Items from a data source
□ □ □ □ □

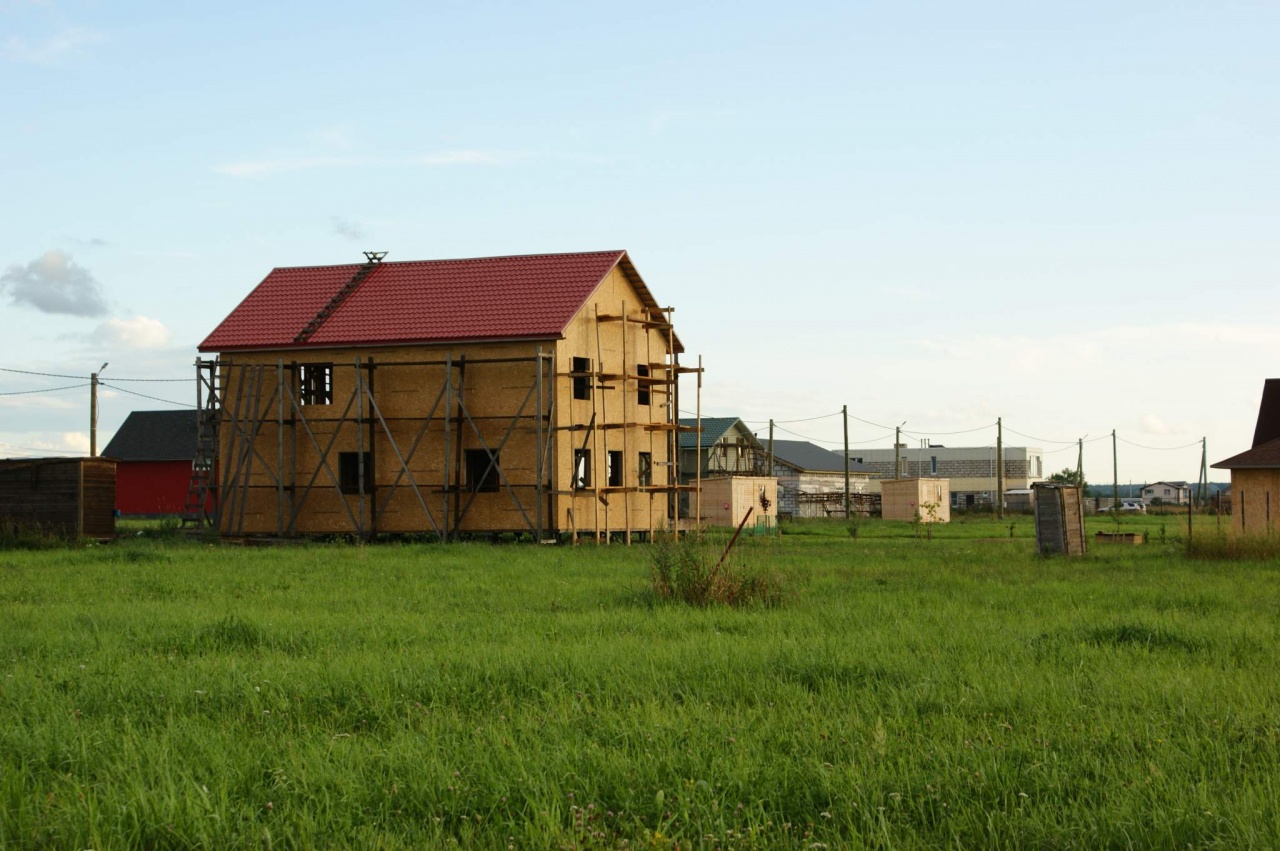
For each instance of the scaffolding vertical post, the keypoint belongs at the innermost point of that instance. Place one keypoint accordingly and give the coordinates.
(373, 448)
(845, 411)
(359, 390)
(444, 458)
(673, 413)
(279, 447)
(698, 439)
(538, 444)
(602, 458)
(457, 449)
(626, 429)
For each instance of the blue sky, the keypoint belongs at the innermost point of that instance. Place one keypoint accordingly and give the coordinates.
(935, 213)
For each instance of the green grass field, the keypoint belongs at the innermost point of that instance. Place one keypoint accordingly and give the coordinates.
(910, 692)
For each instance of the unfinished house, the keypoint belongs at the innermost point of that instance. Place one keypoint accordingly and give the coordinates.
(531, 394)
(1256, 471)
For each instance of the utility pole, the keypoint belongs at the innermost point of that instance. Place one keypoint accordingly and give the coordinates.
(1000, 469)
(1202, 485)
(771, 447)
(92, 411)
(1115, 474)
(845, 408)
(1079, 463)
(897, 452)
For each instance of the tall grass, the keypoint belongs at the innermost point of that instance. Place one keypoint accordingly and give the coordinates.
(952, 692)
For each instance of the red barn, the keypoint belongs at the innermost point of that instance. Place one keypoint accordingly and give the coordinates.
(154, 449)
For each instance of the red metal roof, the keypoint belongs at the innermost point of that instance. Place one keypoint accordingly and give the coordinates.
(1261, 457)
(430, 301)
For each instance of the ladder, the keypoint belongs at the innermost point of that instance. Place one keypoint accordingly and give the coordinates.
(205, 463)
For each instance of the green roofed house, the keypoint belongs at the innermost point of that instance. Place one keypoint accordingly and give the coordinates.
(726, 447)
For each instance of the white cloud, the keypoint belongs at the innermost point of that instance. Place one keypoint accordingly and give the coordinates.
(54, 284)
(1151, 424)
(347, 228)
(264, 168)
(24, 444)
(50, 50)
(140, 332)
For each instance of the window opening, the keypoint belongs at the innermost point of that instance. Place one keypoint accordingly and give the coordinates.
(348, 471)
(643, 385)
(581, 469)
(615, 469)
(581, 378)
(481, 477)
(315, 383)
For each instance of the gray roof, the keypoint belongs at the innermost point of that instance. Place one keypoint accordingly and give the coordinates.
(713, 429)
(813, 458)
(155, 435)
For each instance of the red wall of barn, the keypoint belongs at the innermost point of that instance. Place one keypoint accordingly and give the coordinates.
(151, 486)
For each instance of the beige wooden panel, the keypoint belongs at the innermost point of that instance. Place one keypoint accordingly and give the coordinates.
(904, 498)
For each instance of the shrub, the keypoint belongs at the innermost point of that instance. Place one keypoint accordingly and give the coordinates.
(689, 571)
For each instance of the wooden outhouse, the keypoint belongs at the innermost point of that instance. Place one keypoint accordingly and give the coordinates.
(64, 497)
(1059, 518)
(520, 394)
(726, 501)
(923, 499)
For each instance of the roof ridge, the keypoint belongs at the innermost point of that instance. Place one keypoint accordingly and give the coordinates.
(443, 260)
(362, 274)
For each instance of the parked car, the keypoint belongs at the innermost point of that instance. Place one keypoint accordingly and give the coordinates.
(1125, 504)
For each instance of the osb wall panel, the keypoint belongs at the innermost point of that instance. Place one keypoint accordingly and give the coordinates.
(407, 392)
(903, 499)
(726, 499)
(615, 348)
(1255, 502)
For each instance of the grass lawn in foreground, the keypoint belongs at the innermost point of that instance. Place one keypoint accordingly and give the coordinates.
(958, 691)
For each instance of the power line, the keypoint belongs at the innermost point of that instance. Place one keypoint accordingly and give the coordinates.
(74, 452)
(51, 375)
(50, 389)
(823, 416)
(59, 375)
(155, 398)
(835, 443)
(1070, 443)
(1193, 443)
(941, 434)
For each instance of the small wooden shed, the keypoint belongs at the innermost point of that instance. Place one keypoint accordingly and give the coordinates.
(727, 498)
(924, 499)
(1059, 518)
(67, 497)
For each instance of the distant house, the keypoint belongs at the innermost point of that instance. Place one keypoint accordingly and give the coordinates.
(972, 470)
(1166, 493)
(726, 447)
(812, 479)
(154, 451)
(1256, 471)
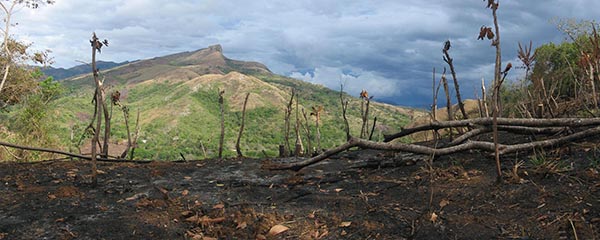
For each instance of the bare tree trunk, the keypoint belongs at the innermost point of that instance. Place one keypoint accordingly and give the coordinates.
(222, 136)
(449, 61)
(237, 143)
(309, 150)
(344, 109)
(299, 147)
(373, 129)
(288, 113)
(7, 24)
(484, 97)
(419, 149)
(126, 117)
(107, 119)
(136, 135)
(496, 97)
(448, 103)
(318, 118)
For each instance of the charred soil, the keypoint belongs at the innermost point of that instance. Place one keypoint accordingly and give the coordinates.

□ □ □ □ □

Written instruction
Rewrite every line from the line with "For each instance of the distant" up to and including the last line of the material, requests included, multiplying each coordinate in the answers by 0.35 and rounding it to a whole number with halves rounded up. Leave the pictures out.

Solution to this problem
For each instance of the distant house, the keypoint belongs at the innermost point of that instance. Place one keypoint accordingly and give the coordinates.
(340, 165)
(408, 173)
(254, 156)
(284, 168)
(54, 158)
(440, 165)
For each instance of the bare tree trunk, the keypoint belongs at the innermost point of that instance. Place one keypoint accordingly and give the coordinates.
(78, 48)
(157, 21)
(83, 50)
(108, 53)
(120, 38)
(105, 51)
(131, 45)
(101, 40)
(2, 8)
(169, 34)
(147, 52)
(44, 41)
(37, 42)
(48, 47)
(174, 34)
(157, 36)
(111, 41)
For each instance of the charred soil, the keypoint belongs at the innermost point of that instance. Place one keypoint accordingly and give the coordinates.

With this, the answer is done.